---- EXTRAIT DU DOCUMENT

Les parties ont été régulièrement averties du jour de l'audience.
Ont été entendus au cours de l'audience publique :
- le rapport de M. Tronel, président assesseur,
- et les conclusions de Mme Danielian, rapporteur public.
Considérant ce qui suit :
1. Le PREFET DE LA SEINE-SAINT-DENIS relève appel du jugement du 16 avril 2018 par lequel le magistrat désigné par le président du Tribunal administratif de Versailles a annulé son arrêté du 11 avril 2018 faisant obligation à M. C...de quitter le territoire français sans délai, prononçant à son encontre une interdiction de retour de deux ans et fixant le pays de destination.
Sur le moyen d'annulation retenu par le tribunal administratif :
2. D'une part, aux termes de l'article L. 211-1 du code de l'entrée et du séjour des étrangers et du droit d'asile : " Pour entrer en France, tout étranger doit être muni : / 1° Des documents et visas exigés par les conventions internationales et les règlements en vigueur (...) ". Aux termes de l'article L. 511-1 du même code : " I. - L'autorité administrative peut obliger à quitter le territoire français un étranger non ressortissant d'un Etat membre de l'Union européenne (...), lorsqu'il se trouve dans l'un des cas suivants : / (...) 1° Si l'étranger ne peut justifier être entré régulièrement sur le territoire français, à moins qu'il ne soit titulaire d'un titre de séjour en cours de validité (...) / II. - L'étranger auquel il est fait obligation de quitter le territoire français dispose d'un délai de départ volontaire de trente jours à compter de la notification de l'obligation de quitter le territoire français. (...) / Toutefois, l'autorité administrative peut, par une décision motivée, décider que l'étranger est obligé de quitter sans délai le territoire français : / (...) 3° S'il existe un risque que l'étranger se soustraie à cette obligation. Ce risque peut être regardé comme établi, sauf circonstance particulière, dans les cas suivants : (...) d) Si l'étranger s'est soustrait à l'exécution d'une précédente mesure d'éloignement (...) / III. - L'autorité administrative, par une décision motivée, assortit l'obligation de quitter le territoire français d'une interdiction de retour sur le territoire français, lorsque aucun délai de départ volontaire n'a été accordé à l'étranger (...) ".

--------
---- EXTRAITS DES DONNÉES

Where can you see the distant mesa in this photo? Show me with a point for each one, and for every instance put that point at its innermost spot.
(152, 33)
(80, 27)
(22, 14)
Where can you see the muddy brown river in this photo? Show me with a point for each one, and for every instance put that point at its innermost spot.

--------
---- EXTRAITS DES DONNÉES

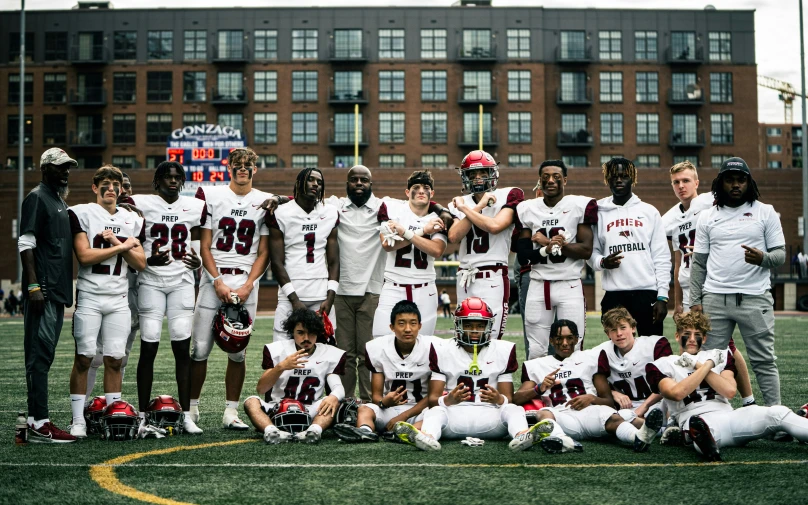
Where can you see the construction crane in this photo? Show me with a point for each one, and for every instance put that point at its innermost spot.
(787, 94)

--------

■ CONSIGNES DE TRAVAIL ■
[1] Relevez chaque ligne des rangées qui contient le mot "distant", en respectant la casse.
[2] Prolongez l'arrêt sur l'obligation de quitter le territoire français après sa dernière phrase.

■ RÉSULTATS DE L'EXERCICE ■
[1]
Where can you see the distant mesa in this photo? Show me with a point for each one, and for every instance put that point at its innermost spot.

[2]
3. D'autre part, l'article R. 611-8 du code de l'entrée et du séjour des étrangers et du droit d'asile autorise la création, sur le fondement de l'article L. 611-6 du même code, d'un traitement automatisé de données à caractère personnel dénommé Visabio, relevant du ministère des affaires étrangères et du ministère chargé de l'immigration, ayant pour finalité, notamment, de lutter contre l'entrée et le séjour irréguliers des étrangers en France, en prévenant les fraudes documentaires et les usurpations d'identité et visant, entre autres objectifs, à faciliter l'identification des étrangers en situation irrégulière en vue de leur éloignement. Cette application permet elle-même de consulter le système d'information sur les visas (VIS) européen, qui, avec la même finalité que Visabio, enregistre les empreintes de tous les demandeurs de visas adressées à tous les Etats membres de l'Union européenne conformément aux dispositions du règlement (CE) n° 767/2008 du Parlement européen et du Conseil du 9 juillet 2008.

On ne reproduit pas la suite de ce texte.